_The task:_
Write out the lines below verbatim, starting at the line that contains "Point to the beer foam" and ending at the last line of the items.

━━━ Data provided ━━━

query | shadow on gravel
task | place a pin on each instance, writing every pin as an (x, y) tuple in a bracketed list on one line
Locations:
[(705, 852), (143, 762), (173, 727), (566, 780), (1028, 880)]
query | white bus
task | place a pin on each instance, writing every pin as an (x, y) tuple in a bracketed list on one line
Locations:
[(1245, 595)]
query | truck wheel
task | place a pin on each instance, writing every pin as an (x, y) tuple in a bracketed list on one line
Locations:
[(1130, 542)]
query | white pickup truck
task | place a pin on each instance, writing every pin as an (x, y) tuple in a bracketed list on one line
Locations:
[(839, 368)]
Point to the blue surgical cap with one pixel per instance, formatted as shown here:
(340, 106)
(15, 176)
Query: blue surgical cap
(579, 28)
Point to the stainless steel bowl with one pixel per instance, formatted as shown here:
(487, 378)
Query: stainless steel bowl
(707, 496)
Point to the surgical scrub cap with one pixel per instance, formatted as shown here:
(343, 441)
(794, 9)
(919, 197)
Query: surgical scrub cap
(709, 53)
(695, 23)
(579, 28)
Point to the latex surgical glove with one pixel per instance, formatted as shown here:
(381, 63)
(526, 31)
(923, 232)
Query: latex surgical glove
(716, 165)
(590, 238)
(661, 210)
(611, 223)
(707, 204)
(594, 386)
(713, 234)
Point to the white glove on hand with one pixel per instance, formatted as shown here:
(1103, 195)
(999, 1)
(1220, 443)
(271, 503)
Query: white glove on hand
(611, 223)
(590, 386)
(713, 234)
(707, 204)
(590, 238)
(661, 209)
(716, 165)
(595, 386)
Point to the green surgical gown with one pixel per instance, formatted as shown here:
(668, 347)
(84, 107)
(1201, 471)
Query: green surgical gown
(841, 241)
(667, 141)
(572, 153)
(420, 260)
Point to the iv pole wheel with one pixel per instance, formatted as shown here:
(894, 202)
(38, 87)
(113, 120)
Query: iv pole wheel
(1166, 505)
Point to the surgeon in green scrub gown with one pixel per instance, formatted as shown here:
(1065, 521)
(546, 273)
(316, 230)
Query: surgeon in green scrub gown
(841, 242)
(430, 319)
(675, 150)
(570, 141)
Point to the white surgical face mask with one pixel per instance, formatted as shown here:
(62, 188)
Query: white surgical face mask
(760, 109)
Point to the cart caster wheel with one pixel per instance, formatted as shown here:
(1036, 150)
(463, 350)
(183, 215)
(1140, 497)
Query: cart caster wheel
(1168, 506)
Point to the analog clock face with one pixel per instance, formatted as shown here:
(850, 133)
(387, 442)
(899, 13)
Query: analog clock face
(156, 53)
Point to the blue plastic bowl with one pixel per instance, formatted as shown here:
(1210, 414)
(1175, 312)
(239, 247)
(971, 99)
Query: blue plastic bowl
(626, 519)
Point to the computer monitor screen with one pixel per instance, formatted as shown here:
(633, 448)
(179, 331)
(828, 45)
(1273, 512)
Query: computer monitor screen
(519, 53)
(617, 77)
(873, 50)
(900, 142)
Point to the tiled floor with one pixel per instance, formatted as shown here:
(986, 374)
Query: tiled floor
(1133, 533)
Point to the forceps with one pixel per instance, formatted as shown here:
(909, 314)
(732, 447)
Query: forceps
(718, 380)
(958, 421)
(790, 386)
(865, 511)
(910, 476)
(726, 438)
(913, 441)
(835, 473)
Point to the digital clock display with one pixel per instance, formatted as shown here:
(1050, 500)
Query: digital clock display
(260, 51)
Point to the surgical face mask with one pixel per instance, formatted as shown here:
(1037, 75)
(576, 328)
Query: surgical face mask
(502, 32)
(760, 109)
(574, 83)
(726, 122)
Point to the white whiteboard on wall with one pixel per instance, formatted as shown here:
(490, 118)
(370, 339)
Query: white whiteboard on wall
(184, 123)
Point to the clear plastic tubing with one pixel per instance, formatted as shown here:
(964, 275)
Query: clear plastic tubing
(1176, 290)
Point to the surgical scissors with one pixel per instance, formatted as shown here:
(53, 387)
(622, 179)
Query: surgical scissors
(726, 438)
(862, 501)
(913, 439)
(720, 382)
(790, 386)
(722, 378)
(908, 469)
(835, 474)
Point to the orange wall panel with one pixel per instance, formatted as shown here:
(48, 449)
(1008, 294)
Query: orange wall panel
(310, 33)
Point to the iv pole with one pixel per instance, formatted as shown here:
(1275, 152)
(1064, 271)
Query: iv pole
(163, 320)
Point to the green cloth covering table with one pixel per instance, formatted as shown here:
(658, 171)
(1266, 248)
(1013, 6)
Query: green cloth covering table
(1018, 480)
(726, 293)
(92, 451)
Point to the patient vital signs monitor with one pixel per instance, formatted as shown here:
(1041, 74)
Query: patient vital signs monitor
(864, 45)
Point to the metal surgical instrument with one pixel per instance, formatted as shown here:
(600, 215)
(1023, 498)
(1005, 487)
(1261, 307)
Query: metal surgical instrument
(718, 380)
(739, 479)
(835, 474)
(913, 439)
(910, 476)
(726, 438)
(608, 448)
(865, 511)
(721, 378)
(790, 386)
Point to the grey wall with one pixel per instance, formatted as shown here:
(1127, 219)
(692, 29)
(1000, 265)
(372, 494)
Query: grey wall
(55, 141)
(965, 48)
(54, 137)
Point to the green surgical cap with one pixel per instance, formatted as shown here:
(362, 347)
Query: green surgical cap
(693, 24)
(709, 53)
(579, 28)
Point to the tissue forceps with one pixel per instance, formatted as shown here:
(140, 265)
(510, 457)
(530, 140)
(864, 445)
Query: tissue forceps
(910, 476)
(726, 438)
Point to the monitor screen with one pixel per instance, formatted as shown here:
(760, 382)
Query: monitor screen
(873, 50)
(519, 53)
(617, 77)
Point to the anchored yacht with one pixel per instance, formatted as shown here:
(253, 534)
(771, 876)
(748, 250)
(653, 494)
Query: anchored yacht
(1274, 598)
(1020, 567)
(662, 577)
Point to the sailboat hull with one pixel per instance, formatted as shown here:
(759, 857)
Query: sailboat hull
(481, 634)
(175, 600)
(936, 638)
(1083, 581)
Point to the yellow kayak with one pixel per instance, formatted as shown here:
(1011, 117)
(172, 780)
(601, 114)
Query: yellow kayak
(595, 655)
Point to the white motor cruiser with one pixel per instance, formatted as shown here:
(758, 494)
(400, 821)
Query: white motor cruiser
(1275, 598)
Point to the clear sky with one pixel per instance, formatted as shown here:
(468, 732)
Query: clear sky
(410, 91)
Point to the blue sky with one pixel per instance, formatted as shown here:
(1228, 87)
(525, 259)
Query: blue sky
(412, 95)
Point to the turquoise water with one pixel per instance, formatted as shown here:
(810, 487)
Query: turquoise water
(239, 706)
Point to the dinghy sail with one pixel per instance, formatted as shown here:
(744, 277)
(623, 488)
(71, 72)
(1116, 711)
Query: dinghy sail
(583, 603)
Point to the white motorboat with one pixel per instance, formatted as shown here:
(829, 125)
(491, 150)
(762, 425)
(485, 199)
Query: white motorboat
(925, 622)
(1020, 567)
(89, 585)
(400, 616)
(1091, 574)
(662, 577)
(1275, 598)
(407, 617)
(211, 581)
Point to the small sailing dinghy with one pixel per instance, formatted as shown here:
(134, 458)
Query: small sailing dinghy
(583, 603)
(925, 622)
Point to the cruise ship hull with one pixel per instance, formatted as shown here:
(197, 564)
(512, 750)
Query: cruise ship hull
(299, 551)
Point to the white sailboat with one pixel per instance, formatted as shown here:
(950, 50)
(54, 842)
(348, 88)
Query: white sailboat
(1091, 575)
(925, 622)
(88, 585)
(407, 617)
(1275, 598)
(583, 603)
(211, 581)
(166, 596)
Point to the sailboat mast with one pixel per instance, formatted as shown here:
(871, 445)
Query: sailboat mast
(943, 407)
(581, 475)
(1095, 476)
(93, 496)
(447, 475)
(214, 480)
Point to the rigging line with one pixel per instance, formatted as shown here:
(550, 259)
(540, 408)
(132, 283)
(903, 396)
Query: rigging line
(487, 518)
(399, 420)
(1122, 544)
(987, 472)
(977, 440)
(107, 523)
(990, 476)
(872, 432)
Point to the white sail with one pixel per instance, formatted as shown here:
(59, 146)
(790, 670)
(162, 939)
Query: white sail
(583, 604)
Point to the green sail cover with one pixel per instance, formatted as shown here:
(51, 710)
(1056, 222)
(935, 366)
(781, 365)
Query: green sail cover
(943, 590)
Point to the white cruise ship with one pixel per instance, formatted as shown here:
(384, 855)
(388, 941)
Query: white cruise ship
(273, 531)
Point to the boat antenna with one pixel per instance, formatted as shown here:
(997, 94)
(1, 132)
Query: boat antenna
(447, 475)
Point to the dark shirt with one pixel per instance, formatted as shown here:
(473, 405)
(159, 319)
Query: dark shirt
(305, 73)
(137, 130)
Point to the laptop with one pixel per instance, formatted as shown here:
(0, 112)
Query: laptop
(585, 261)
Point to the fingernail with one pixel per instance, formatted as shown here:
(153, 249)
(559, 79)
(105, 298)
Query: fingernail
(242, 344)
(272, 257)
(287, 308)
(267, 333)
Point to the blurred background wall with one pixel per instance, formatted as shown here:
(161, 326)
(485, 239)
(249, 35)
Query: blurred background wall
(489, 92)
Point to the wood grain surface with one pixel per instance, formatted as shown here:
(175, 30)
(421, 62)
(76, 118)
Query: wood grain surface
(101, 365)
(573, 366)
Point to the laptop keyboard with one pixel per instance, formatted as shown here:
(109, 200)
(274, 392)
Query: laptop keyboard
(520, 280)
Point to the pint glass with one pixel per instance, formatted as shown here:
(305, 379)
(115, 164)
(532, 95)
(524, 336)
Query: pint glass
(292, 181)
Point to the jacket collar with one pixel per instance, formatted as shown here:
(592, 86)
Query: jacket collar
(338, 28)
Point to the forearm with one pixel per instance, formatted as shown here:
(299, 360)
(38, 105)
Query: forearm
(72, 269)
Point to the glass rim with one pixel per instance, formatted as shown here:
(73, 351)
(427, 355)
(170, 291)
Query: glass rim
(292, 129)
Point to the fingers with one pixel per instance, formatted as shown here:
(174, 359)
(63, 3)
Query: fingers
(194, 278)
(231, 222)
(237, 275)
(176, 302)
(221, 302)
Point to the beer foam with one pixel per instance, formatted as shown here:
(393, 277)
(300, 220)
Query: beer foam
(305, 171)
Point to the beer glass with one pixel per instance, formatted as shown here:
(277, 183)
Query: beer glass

━━━

_Solution for this problem:_
Point to the beer foam with one pixel per instance, formatted as shown here:
(393, 277)
(300, 220)
Query: beer foam
(305, 171)
Point to the beer glass with one pixel per instance, formatted as shown here:
(277, 183)
Query: beer glass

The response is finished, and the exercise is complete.